— Begin Page extract —

Hungry for More 

The last decade in dining has brought nothing but changes for the better

The last decade in dining has brought nothing but changes for the better

The first issue of the Nashville Scene carried a review of The Broadway Dinner Train by Mike Pigott. With few exceptions, a restaurant review has run weekly in the Scene ever since. That’s a good thing, because as I have found ever since I started writing this column in 1993, people love to read about food. But being a food critic isn’t always easy; Nashville isn’t exactly on the cutting edge of national culinary trends. And new restaurants—the ones people want to read about anyway—lag far behind other signs of progress in Nashville, such as new Walgreen drugstores or another nudie showgirl club.

Still, it would be grossly unfair to say that the local restaurant scene has been stagnant in the last decade. Ten years of weekly columns would indicate that something had to be going on, even if it wasn’t at a clip as fast as some of us would like. It’s rather like watching your children grow or watching a parent age: If you see it every day, you are hardly aware of the difference a year or two or five can make. But look at a snapshot taken 10 years ago, and you’ll be amazed at the difference.

A decade ago, Nashville’s restaurant scene could be easily defined by a very narrow range of choices: There were fine-dining restaurants, among them Mario’s and Arthur’s, that carried a hefty price tag few could afford. There were old-Nashville places like Sperry’s and Jimmy Kelly’s, which might as well have posted “For Members Only” signs on their front doors. There were fern bars—TGI Friday’s, Ruby Tuesday’s, etc.—that introduced chicken fingers, cheese sticks, and spinach dip to the masses. There were meat-and-threes, there was fast food, and there was Shoney’s.

And then there was Faison’s, which opened in 1981 and offered an alternative to the four-stars and fern bars: creative, gourmet food, with good wines and moderate prices. In 1989, Faison’s popularity was matched only by 12th & Porter, which had started serving dinner in 1987.

Another early alternative for adventurous eaters was Third Coast restaurant, located where Bound’ry is now, and the breeding ground for such big names in Nashville’s restaurant biz as Randy Rayburn and Deb Paquette. By 1987, Paquette was installed at the brand-new Cakewalk restaurant, owned by Rick and Vicki Bolsam. Randy Rayburn was at F. Scott’s in Green Hills; he hired Anita Hartell, another culinary maverick who made several notable kitchen stops through the ’90s.

From the inside, things were looking up, but in 1989, the restaurant scene in Nashville was defined as much—if not more—by what there wasn’t as by what there was. There were no coffee shops, there were no artisan bread stores, and there were very few dining choices in fringe neighborhoods. There was a near complete lack of ethnic dining diversity—no Indian, Vietnamese, Middle Eastern, or African restaurants. There was only one restaurant devoted to sushi, a couple of awful Tex-Mex chains, and two Thai offerings.

— End Page extract —

**Problems to solve:**
1. Answer these questions from the Nashville dining article, one line each:
(a) In what year did Faison's open?
(b) Who owned the Cakewalk restaurant?
(c) In what year did the writer start writing the column?
2. Please list every kind of ethnic restaurant that the Nashville dining article says the city had none of in 1989.
3. Carry on the Nashville dining article from its final sentence.

— Begin Source material —

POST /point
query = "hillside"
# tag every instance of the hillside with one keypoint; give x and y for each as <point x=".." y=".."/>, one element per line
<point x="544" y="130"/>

— End Source material —

**The replies:**
1.
(a) 1981
(b) Rick and Vicki Bolsam
(c) 1993

2. Indian, Vietnamese, Middle Eastern, African

3.
Looking back at the past decade, some highlights and milestones come to mind. In 1989, Mad Platter opened in Germantown, a section of town that most West Nashvillians had never heard of, much less visited. Like Faison’s before it, the Mad Platter renovated an older, existing space and was owned by the chef, Craig Jervis, along with his wife Marcia. It’s hard to believe that Sunset Grill, a fixture on the Nashville dining scene, has been open less than 10 years, but thanks to Randy Rayburn, it was in 1990 that Nashville was introduced to the concept of late-night dining, California cuisine, and excellent wines by the glass.

Bread & Company was opened in 1992 by Anne Clay, Kelly Price, and Terri Carr-Hall. It offered Nashville’s first real brush with freshly baked sourdough and posed the question, “Would you like that sliced?” In 1996, after spending several weeks immersed in the epicenter of bread-making in France, Carr-Hall and partner Brent Polk opened Provence in Hillsboro Village, helping move along the revitalization of that Vandy-area neighborhood.

On Belmont Boulevard, another neighborhood then jumping on the bandwagon of rejuvenation, Bob Bernstein opened Bongo Java coffeehouse in 1993, and hundreds of Nashvillians learned to say “latté” with authority.

Cakewalk’s Rick and Vicki Bolsam opened Tin Angel in 1993, with the vision of providing contemporary comfort food in a neighborhood bistro setting. Then there was a flurry of activity in late 1994 and early 1995: Deb Paquette left Cakewalk after seven years and opened the kitchen at Bound’ry for Jay Pennington and Dan Goosetree. Jody Faison expanded his empire with Cafe 123 and Jules in Cummins Station (now Jody’s). The historic Hermitage Hotel was renovated and reopened with the gorgeous Capitol Grille. Sole Mio offered a taste of Italy at affordable prices and with a gleaming view of the burgeoning Nashville skyline.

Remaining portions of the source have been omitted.